++++ EXERCISE PASSAGE ++++
I would like to recommend a fascinating and thought-provoking piece entitled “The End of Taxation?” by James L. Payne, research fellow at the Independent Institute and the author of several books on government. Payne received his Ph.D. in political science from the University of California at Berkeley and has taught political science at Yale, Wesleyan, Johns Hopkins, and Texas A&M. Payne writes:

For a people so ready to cast off ancient customs, Americans have been strangely reluctant to question the practice of taxation…. There are signs that this intellectual free ride is coming to an end. Sophisticated new research has begun to document what common sense long suggested, namely that taxation, far from being an efficient money machine, is an extremely wasteful way to raise money.

Have there been many societies in which people relied on voluntary support of government? Not surprisingly, no. Of course, under the Articles of Confederation, which lasted for more than a decade, the federal government had no power to tax, which gives us fairly good idea as to how our American ancestors felt about taxation. Nonetheless, that’s not a perfect example because the federal government relied on contributions from the state governments, which derived their money from taxation.

In his book Power and Market, the Austrian economist Murray Rothbard describes a fascinating example of a real-life story of voluntarily funded government:

A few writers, disturbed by the compulsion necessary to the existence of taxation, have advocated that governments be financed, not by taxation, but by some form of voluntary contribution. Such voluntary contribution systems could take various forms. One was the method relied on by the old city-state of Hamburg and other communities — voluntary gifts to the government. President William F. Warren of Boston University, in his essay, “Tax Exemption the Road to Tax Abolition,” described his experience in one of these communities: For five years it was the good fortune of the present writer to be domiciled in one of these communities. Incredible as it may seem to believers in the necessity of a legal enforcement of taxes by pains and penalties, he was for that period … his own assessor and his own tax-gatherer. In common with the other citizens. he was invited, without sworn statement or declaration, to make such contribution to the public charges as seemed to himself just and equal. That sum, uncounted by any official, unknown to any but himself, he was asked to drop with his own hand into a strong public chest; on doing which his name was checked off the list of contributors…. Every citizen felt a noble pride in such immunity from prying assessors and rude constables. Every annual call of the authorities on that community was honored to the full.82

Rothbard’s footnote states in part as follows:

82Dr. Warren’s article appeared in the Boston University Year Book for 1876. The board of the Council of the University endorsed the essay in these words: In place of the further extent of taxation advocated by many, the essay proposes a far more imposing reform, the general abolition of all compulsory taxes. It is hoped that the comparative novelty of the proposition may not deter practical men from a thoughtful study of the paper. (See the Boston University Year Book III (1876), pp. 17–38).
++++ DATA SECTION ++++
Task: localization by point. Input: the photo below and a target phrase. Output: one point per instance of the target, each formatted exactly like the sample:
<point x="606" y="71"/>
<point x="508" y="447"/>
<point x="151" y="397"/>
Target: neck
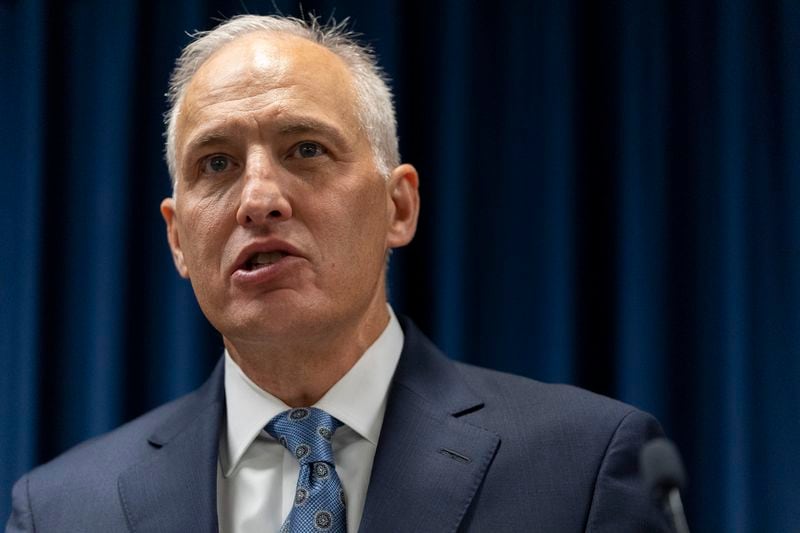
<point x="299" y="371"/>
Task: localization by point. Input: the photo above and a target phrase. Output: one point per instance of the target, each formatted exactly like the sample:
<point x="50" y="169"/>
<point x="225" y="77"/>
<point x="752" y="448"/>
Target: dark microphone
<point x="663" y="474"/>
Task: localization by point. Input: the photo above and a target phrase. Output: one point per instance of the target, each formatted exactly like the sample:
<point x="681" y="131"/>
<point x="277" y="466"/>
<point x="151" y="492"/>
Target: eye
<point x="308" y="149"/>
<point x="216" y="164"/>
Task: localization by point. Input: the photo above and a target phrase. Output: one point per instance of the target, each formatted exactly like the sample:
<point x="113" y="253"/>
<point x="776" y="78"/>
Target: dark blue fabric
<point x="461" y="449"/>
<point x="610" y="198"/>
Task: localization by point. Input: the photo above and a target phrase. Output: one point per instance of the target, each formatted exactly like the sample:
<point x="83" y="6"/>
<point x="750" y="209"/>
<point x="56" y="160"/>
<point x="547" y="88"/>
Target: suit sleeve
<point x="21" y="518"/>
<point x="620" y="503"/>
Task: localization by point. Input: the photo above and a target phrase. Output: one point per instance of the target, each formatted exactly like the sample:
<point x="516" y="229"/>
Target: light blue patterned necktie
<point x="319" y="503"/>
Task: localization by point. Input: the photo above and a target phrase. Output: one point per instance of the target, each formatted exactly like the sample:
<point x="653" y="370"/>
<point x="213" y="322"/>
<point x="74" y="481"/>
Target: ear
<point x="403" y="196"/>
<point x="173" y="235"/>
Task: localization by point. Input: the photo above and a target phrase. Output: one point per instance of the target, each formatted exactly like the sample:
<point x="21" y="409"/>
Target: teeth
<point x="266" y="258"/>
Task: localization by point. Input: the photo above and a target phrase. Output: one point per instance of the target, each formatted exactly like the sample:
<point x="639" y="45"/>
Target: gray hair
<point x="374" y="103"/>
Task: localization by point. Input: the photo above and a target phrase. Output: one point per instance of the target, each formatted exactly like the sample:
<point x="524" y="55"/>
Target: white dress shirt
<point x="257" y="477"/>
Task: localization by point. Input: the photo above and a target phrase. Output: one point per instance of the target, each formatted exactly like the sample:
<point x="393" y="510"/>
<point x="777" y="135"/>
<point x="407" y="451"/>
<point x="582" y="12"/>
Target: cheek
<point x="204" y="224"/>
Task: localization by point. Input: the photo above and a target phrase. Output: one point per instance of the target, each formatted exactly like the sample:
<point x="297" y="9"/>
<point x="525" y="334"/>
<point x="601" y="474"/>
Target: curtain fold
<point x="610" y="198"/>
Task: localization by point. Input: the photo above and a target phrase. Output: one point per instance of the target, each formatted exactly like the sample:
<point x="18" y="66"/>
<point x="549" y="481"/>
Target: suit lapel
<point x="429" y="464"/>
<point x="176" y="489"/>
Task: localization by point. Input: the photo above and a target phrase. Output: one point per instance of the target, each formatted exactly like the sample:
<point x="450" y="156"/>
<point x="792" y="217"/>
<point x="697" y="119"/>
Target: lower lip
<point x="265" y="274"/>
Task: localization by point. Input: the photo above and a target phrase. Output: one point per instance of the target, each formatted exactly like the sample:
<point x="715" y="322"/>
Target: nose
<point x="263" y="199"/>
++++
++++ DATA SECTION ++++
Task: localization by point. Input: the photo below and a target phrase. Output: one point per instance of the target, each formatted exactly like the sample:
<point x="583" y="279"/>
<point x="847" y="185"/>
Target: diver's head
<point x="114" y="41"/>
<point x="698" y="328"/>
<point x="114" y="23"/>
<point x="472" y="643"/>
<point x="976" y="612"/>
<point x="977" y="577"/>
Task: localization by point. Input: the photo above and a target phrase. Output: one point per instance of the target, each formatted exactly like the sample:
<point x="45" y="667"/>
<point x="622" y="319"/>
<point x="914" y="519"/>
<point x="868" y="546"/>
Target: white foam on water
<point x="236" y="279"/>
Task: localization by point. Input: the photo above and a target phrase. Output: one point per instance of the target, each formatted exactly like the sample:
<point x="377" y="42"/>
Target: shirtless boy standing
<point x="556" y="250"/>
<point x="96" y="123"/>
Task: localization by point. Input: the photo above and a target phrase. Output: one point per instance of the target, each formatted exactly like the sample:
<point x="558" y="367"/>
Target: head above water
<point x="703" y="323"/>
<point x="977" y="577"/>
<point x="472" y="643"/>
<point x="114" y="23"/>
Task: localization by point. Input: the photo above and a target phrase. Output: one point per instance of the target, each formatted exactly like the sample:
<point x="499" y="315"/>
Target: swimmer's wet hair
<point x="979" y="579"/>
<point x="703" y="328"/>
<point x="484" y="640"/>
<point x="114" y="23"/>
++++
**EXERCISE REQUIREMENTS**
Write a continuation of the text on taxation and voluntarily funded government, starting right after its final sentence. The records are separate material and have nothing to do with the text on voluntary funding of government.

**ANSWER TO THIS PROBLEM**
Rothbard, being an “anarcho-capitalist,” criticized the idea of voluntary support of limited government owing to his favoring no government at all. Nonetheless, the example he provided gives us a glimpse of the practicality of voluntarily funded government.

What relevance does all this have to the plight under which Americans find themselves today? It has all the relevance in the world. Today, people honestly believe that despite decades of continuous failure, disasters, debacles, and crises, a new president or new federal officials can somehow fix or reform the welfare-warfare state apparatuses. They cannot. It’s delusion, a very dangerous delusion. These apparatuses are inherently defective. In fact, every reform or fix just makes the situation worse. More important, their infringements on the liberty and privacy of the American people continue to mount.

Americans need to think at a higher level, just as our Founding Fathers and the Framers did. We need to ask, discuss, and debate the most important question of our time: What is the role of government in a free society?